▶ Problem to work on: Update the material below by replacing "trace the outline" with "draw the boundary" wherever it occurs, leaving everything else unchanged.

▶ Contour annotation records:
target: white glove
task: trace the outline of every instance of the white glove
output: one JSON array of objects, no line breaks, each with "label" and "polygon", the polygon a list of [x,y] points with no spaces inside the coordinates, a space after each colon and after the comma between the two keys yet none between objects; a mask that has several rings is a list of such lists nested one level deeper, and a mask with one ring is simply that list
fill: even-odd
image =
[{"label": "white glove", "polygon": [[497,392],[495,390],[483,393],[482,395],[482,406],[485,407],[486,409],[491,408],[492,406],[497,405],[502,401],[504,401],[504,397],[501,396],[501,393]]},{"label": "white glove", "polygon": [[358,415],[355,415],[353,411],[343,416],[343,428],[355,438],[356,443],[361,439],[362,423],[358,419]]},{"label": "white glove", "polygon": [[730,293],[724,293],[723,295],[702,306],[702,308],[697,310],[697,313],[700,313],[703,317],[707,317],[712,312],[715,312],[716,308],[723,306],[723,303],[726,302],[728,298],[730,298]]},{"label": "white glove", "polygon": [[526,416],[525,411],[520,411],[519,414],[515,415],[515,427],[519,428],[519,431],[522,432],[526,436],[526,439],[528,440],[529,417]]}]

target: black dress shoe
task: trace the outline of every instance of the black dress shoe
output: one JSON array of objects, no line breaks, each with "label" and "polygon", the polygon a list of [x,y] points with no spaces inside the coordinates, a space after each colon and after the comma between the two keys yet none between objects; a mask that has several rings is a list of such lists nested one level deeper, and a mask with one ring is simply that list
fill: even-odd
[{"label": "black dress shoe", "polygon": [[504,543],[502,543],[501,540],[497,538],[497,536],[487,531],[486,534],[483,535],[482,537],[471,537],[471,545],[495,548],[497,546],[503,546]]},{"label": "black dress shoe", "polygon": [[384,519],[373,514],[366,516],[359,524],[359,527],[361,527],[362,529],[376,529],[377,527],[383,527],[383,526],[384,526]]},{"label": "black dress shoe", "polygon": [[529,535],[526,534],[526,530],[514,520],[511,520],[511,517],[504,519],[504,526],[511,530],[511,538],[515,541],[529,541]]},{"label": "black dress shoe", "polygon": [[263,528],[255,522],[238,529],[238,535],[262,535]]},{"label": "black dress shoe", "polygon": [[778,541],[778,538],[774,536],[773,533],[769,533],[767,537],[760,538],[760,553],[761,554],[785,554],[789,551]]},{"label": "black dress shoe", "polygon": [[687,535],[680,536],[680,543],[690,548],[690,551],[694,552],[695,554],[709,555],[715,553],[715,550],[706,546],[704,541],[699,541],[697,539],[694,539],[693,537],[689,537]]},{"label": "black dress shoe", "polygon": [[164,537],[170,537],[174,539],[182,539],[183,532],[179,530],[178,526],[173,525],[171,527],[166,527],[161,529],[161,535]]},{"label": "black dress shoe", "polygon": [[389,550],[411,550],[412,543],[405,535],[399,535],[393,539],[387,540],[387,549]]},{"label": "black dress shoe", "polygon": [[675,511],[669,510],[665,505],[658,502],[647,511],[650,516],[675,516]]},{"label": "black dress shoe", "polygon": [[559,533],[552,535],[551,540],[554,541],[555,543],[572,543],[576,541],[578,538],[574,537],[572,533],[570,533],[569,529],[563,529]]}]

▶ Output of the exercise:
target: white glove
task: draw the boundary of every instance of the white glove
output: one JSON array of objects, no line breaks, each with "label" and "polygon", the polygon a list of [x,y] points with no spaces inside the coordinates, a space after each colon and after the comma between the two keys yet none between objects; a mask that has several rings is a list of such lists nested one level deeper, and a mask with one ring is simply that list
fill: even-odd
image =
[{"label": "white glove", "polygon": [[497,392],[495,390],[483,393],[482,395],[482,406],[485,407],[486,409],[491,408],[492,406],[497,405],[502,401],[504,401],[504,397],[501,396],[501,393]]},{"label": "white glove", "polygon": [[358,415],[355,415],[353,411],[343,416],[343,428],[355,438],[356,443],[361,439],[362,423],[358,419]]},{"label": "white glove", "polygon": [[730,293],[724,293],[723,295],[702,306],[702,308],[697,310],[697,313],[700,313],[703,317],[707,317],[712,312],[715,312],[716,308],[723,306],[723,303],[726,302],[728,298],[730,298]]},{"label": "white glove", "polygon": [[526,416],[525,411],[520,411],[519,414],[515,415],[515,427],[519,428],[519,431],[522,432],[526,436],[526,439],[528,440],[529,417]]}]

target: black dress shoe
task: draw the boundary of every instance of the black dress shoe
output: one JSON array of objects, no line breaks, each with "label" and "polygon", the polygon a list of [x,y] points with no spaces inside the coordinates, a space after each colon and after the comma between the two keys yet none between objects; a mask that has several rings is a list of such lists nested one level deeper, and a mask with one ring is simply that list
fill: even-odd
[{"label": "black dress shoe", "polygon": [[504,543],[502,543],[501,540],[497,538],[497,536],[487,531],[486,534],[483,535],[482,537],[471,537],[471,545],[495,548],[497,546],[503,546]]},{"label": "black dress shoe", "polygon": [[384,519],[373,514],[366,516],[359,524],[359,527],[361,527],[362,529],[376,529],[377,527],[383,527],[383,526],[384,526]]},{"label": "black dress shoe", "polygon": [[529,535],[526,534],[526,530],[514,520],[511,520],[511,517],[504,519],[504,526],[511,530],[511,538],[515,541],[529,541]]},{"label": "black dress shoe", "polygon": [[263,528],[255,522],[238,529],[238,535],[262,535]]},{"label": "black dress shoe", "polygon": [[778,541],[778,538],[774,536],[773,533],[769,533],[767,537],[760,538],[760,553],[761,554],[785,554],[789,551]]},{"label": "black dress shoe", "polygon": [[687,535],[680,536],[680,543],[690,548],[690,551],[694,552],[695,554],[709,555],[715,553],[715,550],[706,546],[704,541],[699,541],[697,539],[694,539],[693,537],[689,537]]},{"label": "black dress shoe", "polygon": [[164,537],[170,537],[174,539],[182,539],[183,532],[179,530],[178,526],[173,525],[171,527],[166,527],[161,529],[161,535]]},{"label": "black dress shoe", "polygon": [[389,550],[411,550],[412,543],[405,535],[399,535],[393,539],[387,540],[387,549]]},{"label": "black dress shoe", "polygon": [[675,511],[669,510],[665,505],[658,502],[647,511],[650,516],[675,516]]},{"label": "black dress shoe", "polygon": [[559,533],[552,535],[551,540],[554,541],[555,543],[572,543],[576,541],[578,538],[574,537],[572,533],[570,533],[569,529],[563,529]]}]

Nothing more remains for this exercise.